What this exercise asks:
1. Change every "photograph" to "snapshot" in the records below, keeping everything else as it is, and leave the pictures out of your answer.
2. Go on with the forum thread on court procedure for loan defaulters, starting after its final sentence.

# Court Procedure For Loan Defaulters



## Peter54 (3 Apr 2010)

Could someone be kind enough to explain the court procedure for people who are having difficulty paying back credit cards and personal loans.  

What court are such cases held in and is it open to the public?  Does the bank ask the judge to place a judgment on the home of the person who has defaulted due to unemployment etc.  Are Judges lenient on borrowers who are paying as much as the possibly can.

Apologies for all the questions - just looking to get a handle on how this situation is handled.

Many thanks.


----------



## bond-007 (3 Apr 2010)

Peter, I assume this is about your matter with AIB credit cards?

I take it is an amount exceeding €6350 and under €38100?

The procedures are very different depending on the amount. Have you had any legal papers yet?


----------



## Peter54 (3 Apr 2010)

Hi Bond-007, yes the debt exceeds 6350 but is well below 31800.  I have received no legal papers as yet but am still making payments.


----------



## bond-007 (3 Apr 2010)

Ok, so you will be dealt with by the circuit court. 

The first step is a *civil bill* which will be sent to you by registered post. You have 2 options at this point depending on whether you wish to defend the case or not. If don't wish to defend the case, simply do nothing and they will get a default judgement without a hearing. If you want to defend you will need to enter an appearance within 10 days of receiving the civil bill and then enter a defence within a further 14 days. If you do this the matter will be scheduled for trial in front of a judge in the circuit court. This is open to the public. Note if you loose the costs will increase. There is really no point defending if you do owe the money. 



> Does the bank ask the judge to place a judgment on the home of the  person who has defaulted due to unemployment etc.


The bank once it has obtained a judgement against you can place a judgement mortgage on any property you own in your own name or jointly in your name. The bank does not need to obtain the consent of the judge or inform you of their intention to place a judgement mortgage on your house. Being unemployed does not enter into it. All the bank does in this situation is they get a solicitor to swear an affidavit and they lodge this with The Property Registration Authority, who register the judgement mortgage against your property. They will inform you in writing if the bank does this.



> Are Judges lenient on borrowers who are paying as much as the possibly  can.


At the circuit court stage the judge is only concerned with do you owe the money. So defending on the basis of being unemployed etc is really a waste of time and money.
After they obtain judgement in the circuit court AIB will most likely take you to the District Court to get an instalment order. A district judge will be more sympathetic to an unemployed debtor making some payments and will deal with you accordingly.

Keep asking questions if you need to know more information.


----------



## ajapale (3 Apr 2010)

Thread moved from* Askaboutlaw *-(For legal issues not covered elsewhere)  to Banking,  borrowing, budgeting and credit cards which is where these issues are discussed on AAM.


----------



## Peter54 (6 Apr 2010)

Thanks a million Bond.  Does the Sheriff only get involved if I default on the installment order?


----------



## bond-007 (6 Apr 2010)

No.

The sheriff is normally involved between getting the judgement and the bank obtaining the instalment order. It is usually the opening gambit after obtaining judgement. I wouldn't worry too much as the sheriff rarely if ever will take anything form a private residence. Unless you have a big sports car that is not on finance or you have a Monet hanging on your wall, I would not worry.

Image object location records:
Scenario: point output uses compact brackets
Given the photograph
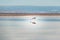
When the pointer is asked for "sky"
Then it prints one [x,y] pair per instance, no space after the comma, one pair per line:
[30,2]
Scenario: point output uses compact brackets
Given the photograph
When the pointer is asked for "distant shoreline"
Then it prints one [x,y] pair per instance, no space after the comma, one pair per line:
[29,14]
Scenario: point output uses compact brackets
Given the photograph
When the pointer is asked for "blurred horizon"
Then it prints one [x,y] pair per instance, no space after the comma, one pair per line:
[29,9]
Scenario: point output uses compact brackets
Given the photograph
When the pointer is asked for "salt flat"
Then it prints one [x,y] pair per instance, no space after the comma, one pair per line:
[23,29]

Answers below:
1.
Scenario: point output uses compact brackets
Given the snapshot
When the pointer is asked for "sky"
Then it prints one [x,y] pair per instance, no space after the comma, one pair per line:
[30,2]
Scenario: point output uses compact brackets
Given the snapshot
When the pointer is asked for "distant shoreline"
Then it prints one [x,y] pair per instance, no space after the comma, one pair per line:
[29,14]
Scenario: point output uses compact brackets
Given the snapshot
When the pointer is asked for "blurred horizon"
Then it prints one [x,y] pair per instance, no space after the comma, one pair per line:
[29,9]
Scenario: point output uses compact brackets
Given the snapshot
When the pointer is asked for "salt flat"
Then it prints one [x,y] pair per instance, no space after the comma, one pair per line:
[23,29]

2.
If you default on an instalment order, the bank can summons you to court for a committal hearing. If you can't pay due to your circumstances you will not go to prison. Prison is for those that won't pay deliberately. Also you are entitled to legal aid if the matter gets as far as a committal.


----------



## Wishes (7 Apr 2010)

If this goes to court I'm presuming the lack of correspondence from AIB to the OP could possibly go in his favor.


----------



## bond-007 (7 Apr 2010)

Of course, but the OP would have to defend the case. As I said earlier defending is a double edged sword.


----------



## Peter54 (7 Apr 2010)

Hi Bond, does the AIB have to inform me they have contacted the sheriffs office or is this automatically done after I have received the registered letter.


----------



## bond-007 (7 Apr 2010)

No. 

The sheriff will contact you when he has received the decree from AIB.


----------



## Wishes (7 Apr 2010)

bond-007 said:


> Of course, but the OP would have to defend the case. As I said earlier defending is a double edged sword.



That's true too.

I'm really interested in the outcome of this case.  Having spoken to one or two institutions; who all said they only go to court / obtain judgments in cases were the debtor is refusing to pay or is not communicating.  It is a last resort so to speak.  It seems to me the OP is paying something and communicating.


----------



## Shuttleworth (22 Jul 2010)

Wishes said:


> That's true too.
> 
> I'm really interested in the outcome of this case. Having spoken to one or two institutions; who all said they only go to court / obtain judgments in cases were the debtor is refusing to pay or is not communicating. It is a last resort so to speak. It seems to me the OP is paying something and communicating.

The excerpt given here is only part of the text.